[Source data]
————

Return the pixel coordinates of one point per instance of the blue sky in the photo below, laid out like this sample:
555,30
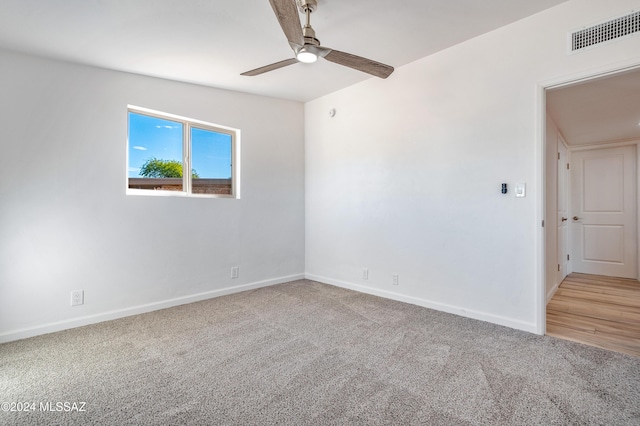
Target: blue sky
156,137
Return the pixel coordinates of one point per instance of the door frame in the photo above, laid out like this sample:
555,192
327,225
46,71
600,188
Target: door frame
621,144
545,232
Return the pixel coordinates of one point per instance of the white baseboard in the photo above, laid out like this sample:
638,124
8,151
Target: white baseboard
37,330
482,316
552,291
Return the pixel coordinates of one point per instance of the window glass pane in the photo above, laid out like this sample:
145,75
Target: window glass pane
155,153
211,162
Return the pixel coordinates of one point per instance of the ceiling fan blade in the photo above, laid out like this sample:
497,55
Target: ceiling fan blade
287,13
359,63
271,67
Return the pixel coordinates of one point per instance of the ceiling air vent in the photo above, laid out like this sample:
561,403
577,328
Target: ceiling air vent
605,32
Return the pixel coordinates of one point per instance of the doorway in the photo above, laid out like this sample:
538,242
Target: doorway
598,118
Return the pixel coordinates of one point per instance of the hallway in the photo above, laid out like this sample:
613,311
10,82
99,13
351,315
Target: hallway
598,311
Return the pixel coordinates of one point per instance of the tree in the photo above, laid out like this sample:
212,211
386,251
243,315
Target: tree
157,168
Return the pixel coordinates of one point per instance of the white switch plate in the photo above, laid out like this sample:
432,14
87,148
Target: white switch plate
77,297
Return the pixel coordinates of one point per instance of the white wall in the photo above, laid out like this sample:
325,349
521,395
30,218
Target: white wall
66,223
405,179
551,208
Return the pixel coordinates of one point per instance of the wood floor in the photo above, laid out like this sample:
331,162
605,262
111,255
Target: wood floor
598,311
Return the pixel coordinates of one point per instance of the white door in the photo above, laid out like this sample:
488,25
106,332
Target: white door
563,212
603,212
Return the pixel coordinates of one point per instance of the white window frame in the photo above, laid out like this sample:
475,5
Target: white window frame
187,125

————

**Your task:** Find the line that contains "of the tree" in the listing above. Retype it and every line after it up to the last, exactly, and nothing else.

**Complete answer:**
Return the pixel coordinates of one point per instance of the tree in the photo above, laid out like this sample:
212,211
386,251
243,315
Target: tree
157,168
Return the pixel coordinates of one point per instance of the white switch plate in the photo above, laid out like this sample:
432,14
87,148
Target: white switch plate
77,297
Return the pixel coordinates of one point per instance of the white wall in the photo above, laid out like this sample:
325,349
521,395
30,218
Target: white wall
66,223
405,179
551,208
Return the pixel coordinates of one point per instance of the wood floor in the photo above, laid out like this sample:
331,162
605,262
111,255
Target: wood floor
598,311
Return the pixel coordinates of one point per instance of the white door in the photo above, laid out like this sample:
488,25
106,332
Target: white door
563,212
603,212
Return the pixel coordinates of one point per instance of the white window frame in the photo above, laid out like this sample:
475,5
Target: white window frame
187,125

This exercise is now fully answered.